Pointing dataset excerpts:

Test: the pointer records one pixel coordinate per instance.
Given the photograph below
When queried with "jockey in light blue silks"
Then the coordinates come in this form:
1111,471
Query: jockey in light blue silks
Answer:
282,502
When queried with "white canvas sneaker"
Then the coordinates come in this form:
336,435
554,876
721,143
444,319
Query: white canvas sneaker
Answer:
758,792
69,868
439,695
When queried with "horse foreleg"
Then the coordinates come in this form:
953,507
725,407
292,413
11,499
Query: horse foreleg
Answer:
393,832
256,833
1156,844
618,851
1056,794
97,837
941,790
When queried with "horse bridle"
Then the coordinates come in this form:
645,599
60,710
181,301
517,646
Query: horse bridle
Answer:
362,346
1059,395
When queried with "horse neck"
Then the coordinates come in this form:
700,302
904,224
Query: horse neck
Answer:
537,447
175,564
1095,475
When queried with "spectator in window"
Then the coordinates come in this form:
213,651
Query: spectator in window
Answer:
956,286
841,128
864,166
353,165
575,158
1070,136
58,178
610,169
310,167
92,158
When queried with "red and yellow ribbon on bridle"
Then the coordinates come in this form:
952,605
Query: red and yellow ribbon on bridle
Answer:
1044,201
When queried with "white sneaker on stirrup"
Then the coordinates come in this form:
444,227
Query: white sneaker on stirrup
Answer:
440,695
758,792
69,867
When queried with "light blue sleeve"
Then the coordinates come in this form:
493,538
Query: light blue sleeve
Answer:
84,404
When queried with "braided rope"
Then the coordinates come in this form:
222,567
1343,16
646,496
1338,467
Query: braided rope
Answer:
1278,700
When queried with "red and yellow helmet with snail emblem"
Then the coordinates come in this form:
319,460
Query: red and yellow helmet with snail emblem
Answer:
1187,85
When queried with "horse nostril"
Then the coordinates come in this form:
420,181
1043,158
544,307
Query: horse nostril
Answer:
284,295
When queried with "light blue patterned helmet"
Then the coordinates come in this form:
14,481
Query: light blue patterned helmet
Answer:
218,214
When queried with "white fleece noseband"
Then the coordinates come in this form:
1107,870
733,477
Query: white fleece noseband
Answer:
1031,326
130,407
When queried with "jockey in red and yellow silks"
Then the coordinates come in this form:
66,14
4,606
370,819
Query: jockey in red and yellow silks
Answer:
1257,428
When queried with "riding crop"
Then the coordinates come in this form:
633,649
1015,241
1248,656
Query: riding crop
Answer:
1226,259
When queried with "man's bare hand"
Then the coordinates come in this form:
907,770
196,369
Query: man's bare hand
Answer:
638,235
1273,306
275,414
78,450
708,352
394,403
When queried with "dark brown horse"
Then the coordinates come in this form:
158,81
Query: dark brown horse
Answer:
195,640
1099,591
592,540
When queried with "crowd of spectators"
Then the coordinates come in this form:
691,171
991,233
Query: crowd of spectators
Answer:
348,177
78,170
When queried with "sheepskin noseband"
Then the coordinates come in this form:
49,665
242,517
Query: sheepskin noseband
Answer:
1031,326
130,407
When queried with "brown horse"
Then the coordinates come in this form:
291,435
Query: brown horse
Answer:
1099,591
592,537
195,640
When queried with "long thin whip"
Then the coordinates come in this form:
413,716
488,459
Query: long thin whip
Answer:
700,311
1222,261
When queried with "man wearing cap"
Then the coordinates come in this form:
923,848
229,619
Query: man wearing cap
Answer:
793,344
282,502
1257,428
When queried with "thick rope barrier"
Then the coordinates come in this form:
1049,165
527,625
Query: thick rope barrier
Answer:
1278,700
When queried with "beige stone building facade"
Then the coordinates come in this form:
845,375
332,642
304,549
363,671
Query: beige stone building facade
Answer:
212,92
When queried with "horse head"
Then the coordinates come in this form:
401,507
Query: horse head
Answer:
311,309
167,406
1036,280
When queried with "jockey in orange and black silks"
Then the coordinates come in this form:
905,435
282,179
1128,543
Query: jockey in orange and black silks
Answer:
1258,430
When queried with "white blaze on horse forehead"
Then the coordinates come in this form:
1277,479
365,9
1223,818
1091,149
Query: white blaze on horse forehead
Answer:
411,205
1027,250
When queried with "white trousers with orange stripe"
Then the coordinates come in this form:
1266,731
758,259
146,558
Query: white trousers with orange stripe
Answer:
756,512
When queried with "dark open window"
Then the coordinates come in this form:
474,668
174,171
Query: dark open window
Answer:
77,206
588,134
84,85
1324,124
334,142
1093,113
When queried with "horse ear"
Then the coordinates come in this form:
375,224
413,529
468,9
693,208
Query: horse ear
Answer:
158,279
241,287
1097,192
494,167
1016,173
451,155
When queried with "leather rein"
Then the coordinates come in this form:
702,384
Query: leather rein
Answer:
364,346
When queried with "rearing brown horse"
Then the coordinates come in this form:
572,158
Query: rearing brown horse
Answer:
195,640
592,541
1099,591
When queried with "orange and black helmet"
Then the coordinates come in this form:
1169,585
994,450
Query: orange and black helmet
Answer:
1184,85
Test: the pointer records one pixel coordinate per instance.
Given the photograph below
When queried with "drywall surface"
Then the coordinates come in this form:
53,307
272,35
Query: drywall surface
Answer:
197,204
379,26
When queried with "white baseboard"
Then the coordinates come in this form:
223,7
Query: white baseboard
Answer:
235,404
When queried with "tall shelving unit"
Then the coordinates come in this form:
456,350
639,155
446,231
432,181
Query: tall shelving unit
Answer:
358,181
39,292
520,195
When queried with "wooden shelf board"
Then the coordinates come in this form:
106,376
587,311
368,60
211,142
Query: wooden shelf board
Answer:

*AIM:*
Output the listing above without altering a single character.

*CORRECT ANSWER:*
Test: the pointer records one pixel coordinate per instance.
Given the photograph below
When queried with "jockey in light blue silks"
Then the coordinates come in this form:
1111,471
Query: jockey in light blue silks
Answer:
282,502
When queried with "white canvas sneaker"
Then the coordinates come in this form:
336,435
554,876
721,143
444,319
Query: white canvas sneaker
Answer:
758,792
69,868
439,695
When queried with "horse foreleg"
Then the coordinates come in this form:
953,507
725,407
292,413
11,499
Query: horse foreleg
Answer:
393,832
256,833
1156,844
618,851
1056,794
97,837
941,790
When queried with "horse bridle"
Then the coordinates come in this form:
645,599
60,710
181,301
517,646
Query: horse bridle
Answer:
362,346
1059,395
When queried with "horse neck"
Then the coordinates come in this form:
700,302
904,224
Query: horse neck
Answer:
537,447
175,564
1095,475
When queried with "spectator in window"
Then the coordinates come in this form:
213,651
Query: spectator in window
Answer:
956,286
841,128
864,166
353,165
575,158
1070,136
58,178
610,169
310,167
92,158
When queried with "red and yellow ribbon on bridle"
Then the coordinates come in this form:
952,605
Query: red and yellow ribbon on bridle
Answer:
1044,201
When queried with "white sneaker on stirrup"
Then the coordinates come in this form:
444,227
Query: white sneaker on stirrup
Answer:
440,695
758,792
69,867
When queried with "light blue sleeve"
Then the coordinates come in this form:
493,538
Query: light blue sleeve
Answer:
84,404
When queried with "braided rope"
Then the coordinates come in this form:
222,567
1343,16
646,496
1338,467
Query: braided rope
Answer:
1278,700
When queried with "red and yellow helmet with snail emblem"
Then the coordinates come in this form:
319,460
Query: red and yellow helmet with snail emblem
Answer:
1187,85
When queried with "horse nostril"
Then the coordinates come in this form:
420,181
1043,158
544,307
Query: horse nostril
Answer:
284,295
When queried with "light blue patterned helmet"
Then the coordinates come in this form:
14,481
Query: light blue patterned helmet
Answer:
218,214
When queried with "white fleece noseband"
Then the coordinates come in this form:
1107,870
733,477
Query: white fleece noseband
Answer:
1031,326
130,407
When queried with "jockey in red and yellow silks"
Then the coordinates come in this form:
66,14
4,606
370,819
Query: jockey in red and yellow silks
Answer:
1257,428
When queried with "riding crop"
Then the coordinates come in this form:
633,649
1015,241
1248,656
Query: riding crop
Answer:
1226,259
When queried with "man's bare hand"
Then the coordinates come in this form:
907,770
196,369
Query: man's bare hand
Answer:
638,235
1273,306
275,414
78,450
708,352
394,403
When queried with "dark brown horse"
Then the coordinates come in this form:
158,81
Query: dark brown horse
Answer:
195,640
1099,591
592,540
When queried with "crowd of spectators"
Then the coordinates come in this form:
691,171
991,233
Query: crowd of spectators
Answer:
348,177
78,170
When queried with "sheepskin noseband"
Then the coordinates come in this form:
49,665
242,517
Query: sheepskin noseband
Answer:
1031,326
130,407
When queried with "brown horse"
Then the coordinates come in this form:
291,435
Query: brown horse
Answer:
1099,591
592,537
195,640
When queried with "long thin whip"
Then the coordinates come in this form:
413,716
488,459
Query: long thin whip
Answer:
700,311
1222,261
When queried with "man wearing cap"
Then the coordinates come in this form:
923,848
229,619
Query: man wearing cap
Answer:
793,344
282,502
1257,428
When queried with "thick rope barrier"
Then the coordinates come in this form:
1049,165
527,625
Query: thick rope barrier
Answer:
1278,700
When queried with "beige stone building facade"
Then the coordinates come in this form:
845,375
332,642
304,549
363,671
Query: beige stone building facade
Answer:
212,92
When queried with "horse head"
Then the coordinates come in this form:
401,507
Query: horse head
Answer:
311,309
167,406
1036,280
When queried with "jockey in orange and black silks"
Then the coordinates come in this form:
905,435
282,179
1128,543
Query: jockey in orange and black silks
Answer:
1258,430
When queried with "white blaze on horse forehead"
Then the coordinates come in this form:
1277,479
365,9
1223,818
1091,149
Query: white blaze on horse forehead
Answer:
411,205
1027,250
When queried with "white trousers with orange stripe"
Then the coordinates come in this form:
1266,731
758,259
146,558
Query: white trousers with orange stripe
Answer:
756,512
When queried with "dark open window"
Then the coordinates come in this form:
474,668
174,171
Query: dark open window
Answer:
77,206
588,134
84,85
1324,124
334,142
1093,113
When queried with "horse ear"
Then the coordinates come in this form:
375,224
413,529
468,9
693,208
Query: horse ear
Answer:
158,279
241,287
1097,192
494,167
1016,173
451,155
When queried with "leather rein"
Then the coordinates come in this form:
702,384
Query: leather rein
Answer:
364,346
When queried with "rearing brown horse"
Then the coordinates come in this form:
572,158
Query: rearing brown horse
Answer:
195,640
592,541
1099,591
When queried with "orange and black helmet"
Then the coordinates come in this form:
1169,585
994,450
Query: orange and black helmet
Answer:
1184,85
Test: the pointer records one pixel coordinate per instance.
Given the photograph below
When queried with "drywall surface"
Then the coordinates come in this form:
53,307
272,35
Query: drywall surface
Answer:
197,204
379,26
When queried with "white baseboard"
Then the coordinates come in this form:
223,7
Query: white baseboard
Answer:
235,404
When queried with "tall shelving unit"
Then the coordinates come in this form:
456,350
639,155
446,231
432,181
Query: tall shelving unit
Answer:
358,181
39,292
520,195
When queried with "wooden shelf board"
Then the coordinates come in this form:
106,376
587,311
368,60
211,142
Query: wooden shelf board
Answer:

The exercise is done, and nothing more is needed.